▸ PROVIDED PASSAGE
Obviously the stuff sells because the stores are full of it. Parents buy it. They feel a lot of pressure -- particularly parents who work all the time -- to appease the kids by giving them what they want, so I think that's why so many parents just finally give in. They feel like this is a battle they don't want to fight. ...
I think sometimes, as parents, we get so conditioned to what we see in the stores it's almost like you get numb to it, and so this was for some parents, they said, a bit of a wake-up call, you know? If you're used to seeing ripped jeans and some questionable phrases on kid clothes, you roll with it. Especially when you see it in really nice department stores. You think, this is what they're selling and you almost get used to it and conditioned to accept it. I'm not a prude, by any means, but I just don't think there's any way you could possibly say that these kinds of clothes are suitable for anybody under, I'd say, 24. ...
Amen. Other things not meeting Ms. Rivenbark's parental approval for her nine-year-old daughter include the latest sex-sound stylings of
Justin Timberlake and the
loose and promiscuous not to mention Canadian Nelly Furtado. And once again I'm reminded that one of the things I appreciate so much about home education is that the conditioning about society's values and expectations just isn't a factor for our family, for the children or the adults.
More of Ms. Rivenbark's thoughts from the interview on modern, ahem, parenting:
... generally speaking, for whatever reason, kids tend to run over their parents a lot more than they used to. The whole child-centered thing is really big now. I see it over and over again just among the friends I have: the child makes the decisions on, for example, what kind of entertainment they watch, what they do on Friday night. Sometimes they need to realize that. But I think that when the kids are running the show it's not really a good thing. These are little kids, and if you give them that much power they're not ready for it. ...
We've lost the notion, as parents, that it's really okay to be the grown-up and say no. My daughter hears no all the time -- occasionally she hears yes, but a lot of no. There was a dress she wanted a couple of months ago, and she had a real meltdown wanting it, and I thought the dress was inappropriate, and we all survived it. Parents almost think that it's in their contract that they have to negotiate. Well, no, they really don't. Some things, maybe, but not everything. If your kid is trying to go out of the house looking like a mattress-back, then you just send the kid right back in there and try again.
But we're not talking about a "whole child-centered thing". The correct term is "wholesale absence of parental responsibility". Yes, it's easier to give in and say yes most of the time, and not to hang around the house long enough to monitor your child's attire and even, heaven forfend, send him or her back to changed into something appropriate when you could be picking up your daily coffee at Starbucks or slouching about the water cooler exchanging the latest adult conversation with your colleagues. But don't sugarcoat terms for "slacker parents" -- and I understand that Ms. Rivenbark has referred to herself as such at times -- who want to take the easy way out, to the detriment of their children and their futures.
Asked by the interviewer, "Do you think the kids are conscious of the meanings of what they're wearing? Does the fashion come with attitudes and behaviours?", Ms. Rivenbark replies,
That's a real good question. I haven't seen a correlation there. I think they just think it all looks cute. I don't see that it particularly changes their personalities. They think, "This is hip, I saw it on TV, this is kind of cool." It doesn't turn them into monsters. I'm more concerned about the perv who sees them at the mall. A little girl, if her parent is idiot enough to buy something that says Jailbait on it, goes to the mall -- it's the perv who sees that that bothers me.

▸ GIVEN TASK
List every person named in the passage on children's fashion and parenting.

▸ DATA EXCERPTS
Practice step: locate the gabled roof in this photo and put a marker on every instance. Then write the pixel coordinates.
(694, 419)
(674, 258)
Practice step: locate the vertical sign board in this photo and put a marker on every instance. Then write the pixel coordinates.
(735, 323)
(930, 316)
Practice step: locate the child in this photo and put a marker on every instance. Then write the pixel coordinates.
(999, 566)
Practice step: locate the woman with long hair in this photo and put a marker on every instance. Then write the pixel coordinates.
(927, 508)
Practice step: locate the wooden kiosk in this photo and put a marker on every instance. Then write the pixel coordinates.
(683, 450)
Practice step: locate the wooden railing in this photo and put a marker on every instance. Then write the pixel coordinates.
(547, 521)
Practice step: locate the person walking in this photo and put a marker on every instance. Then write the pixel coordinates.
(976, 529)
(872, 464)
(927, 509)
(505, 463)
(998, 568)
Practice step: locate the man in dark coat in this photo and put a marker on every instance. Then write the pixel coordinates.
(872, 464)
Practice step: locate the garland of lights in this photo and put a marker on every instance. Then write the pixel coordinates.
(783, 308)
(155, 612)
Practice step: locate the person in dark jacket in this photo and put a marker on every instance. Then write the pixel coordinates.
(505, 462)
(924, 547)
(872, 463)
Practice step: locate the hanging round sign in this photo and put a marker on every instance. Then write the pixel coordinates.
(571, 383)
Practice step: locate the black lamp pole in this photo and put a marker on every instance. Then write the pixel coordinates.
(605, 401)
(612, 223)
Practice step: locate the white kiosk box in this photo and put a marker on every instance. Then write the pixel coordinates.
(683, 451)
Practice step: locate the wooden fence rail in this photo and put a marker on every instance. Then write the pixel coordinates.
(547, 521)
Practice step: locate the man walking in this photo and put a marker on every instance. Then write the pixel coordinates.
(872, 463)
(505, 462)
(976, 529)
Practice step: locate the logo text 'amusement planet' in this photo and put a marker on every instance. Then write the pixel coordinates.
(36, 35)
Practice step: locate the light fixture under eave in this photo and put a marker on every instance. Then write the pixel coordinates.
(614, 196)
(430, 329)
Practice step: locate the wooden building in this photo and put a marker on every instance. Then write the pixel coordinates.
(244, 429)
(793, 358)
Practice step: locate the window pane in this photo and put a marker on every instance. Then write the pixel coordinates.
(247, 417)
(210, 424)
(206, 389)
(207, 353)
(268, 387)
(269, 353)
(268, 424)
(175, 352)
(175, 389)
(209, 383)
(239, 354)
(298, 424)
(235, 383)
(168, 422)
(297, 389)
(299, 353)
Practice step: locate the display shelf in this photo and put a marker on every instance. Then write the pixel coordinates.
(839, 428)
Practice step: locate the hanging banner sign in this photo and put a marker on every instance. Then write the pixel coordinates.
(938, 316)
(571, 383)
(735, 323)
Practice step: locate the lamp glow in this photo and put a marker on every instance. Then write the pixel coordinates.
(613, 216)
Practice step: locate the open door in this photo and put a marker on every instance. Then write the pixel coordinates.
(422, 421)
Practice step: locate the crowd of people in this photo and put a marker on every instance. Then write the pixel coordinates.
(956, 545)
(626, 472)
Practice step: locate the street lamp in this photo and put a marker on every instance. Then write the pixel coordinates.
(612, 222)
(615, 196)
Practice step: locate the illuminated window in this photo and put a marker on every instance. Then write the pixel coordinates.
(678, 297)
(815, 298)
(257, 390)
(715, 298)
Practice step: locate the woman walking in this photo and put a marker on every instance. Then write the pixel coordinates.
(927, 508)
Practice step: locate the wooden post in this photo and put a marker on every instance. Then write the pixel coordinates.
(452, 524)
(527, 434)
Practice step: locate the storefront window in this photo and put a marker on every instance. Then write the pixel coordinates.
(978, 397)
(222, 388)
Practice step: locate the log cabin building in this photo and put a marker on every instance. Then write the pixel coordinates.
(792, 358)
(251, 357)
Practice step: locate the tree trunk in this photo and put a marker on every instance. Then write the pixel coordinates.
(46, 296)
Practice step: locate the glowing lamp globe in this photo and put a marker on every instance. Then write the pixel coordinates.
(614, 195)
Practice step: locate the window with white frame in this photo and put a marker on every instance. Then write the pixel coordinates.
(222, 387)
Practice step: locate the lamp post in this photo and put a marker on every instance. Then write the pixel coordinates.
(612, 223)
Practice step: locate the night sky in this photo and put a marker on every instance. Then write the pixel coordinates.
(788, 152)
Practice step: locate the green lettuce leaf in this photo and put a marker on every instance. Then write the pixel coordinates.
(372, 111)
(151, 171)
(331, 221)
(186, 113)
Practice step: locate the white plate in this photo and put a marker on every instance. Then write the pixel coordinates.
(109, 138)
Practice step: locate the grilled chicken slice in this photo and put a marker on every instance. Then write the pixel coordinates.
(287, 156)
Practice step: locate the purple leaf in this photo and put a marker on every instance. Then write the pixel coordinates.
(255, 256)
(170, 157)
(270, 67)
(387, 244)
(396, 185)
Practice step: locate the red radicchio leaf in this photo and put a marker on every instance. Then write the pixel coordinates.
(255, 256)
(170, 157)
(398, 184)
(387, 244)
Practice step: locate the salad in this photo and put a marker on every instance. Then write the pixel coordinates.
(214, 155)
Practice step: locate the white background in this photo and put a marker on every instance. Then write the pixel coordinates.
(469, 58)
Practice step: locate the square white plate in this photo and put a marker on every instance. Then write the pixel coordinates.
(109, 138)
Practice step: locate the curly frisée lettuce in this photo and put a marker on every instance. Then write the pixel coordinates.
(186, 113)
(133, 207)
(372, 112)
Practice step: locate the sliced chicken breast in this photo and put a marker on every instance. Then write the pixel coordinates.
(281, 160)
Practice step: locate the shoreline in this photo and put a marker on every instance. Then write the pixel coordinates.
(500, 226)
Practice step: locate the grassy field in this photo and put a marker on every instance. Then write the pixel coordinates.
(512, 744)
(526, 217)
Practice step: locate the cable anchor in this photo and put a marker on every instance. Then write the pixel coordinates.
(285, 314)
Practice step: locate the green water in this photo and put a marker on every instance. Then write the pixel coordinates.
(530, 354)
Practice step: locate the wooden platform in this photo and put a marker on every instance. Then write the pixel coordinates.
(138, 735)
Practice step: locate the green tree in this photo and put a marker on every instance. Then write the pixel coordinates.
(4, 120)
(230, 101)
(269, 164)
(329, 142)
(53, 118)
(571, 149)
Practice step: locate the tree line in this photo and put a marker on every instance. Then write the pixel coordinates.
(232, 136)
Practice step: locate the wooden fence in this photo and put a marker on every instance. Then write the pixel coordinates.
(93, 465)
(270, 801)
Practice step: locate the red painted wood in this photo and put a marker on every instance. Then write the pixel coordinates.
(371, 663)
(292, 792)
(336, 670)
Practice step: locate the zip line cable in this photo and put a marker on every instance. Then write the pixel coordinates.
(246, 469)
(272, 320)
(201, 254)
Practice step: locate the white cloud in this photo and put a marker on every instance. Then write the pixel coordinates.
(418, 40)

▸ FINAL RESULT
Ms. Rivenbark, Justin Timberlake, Nelly Furtado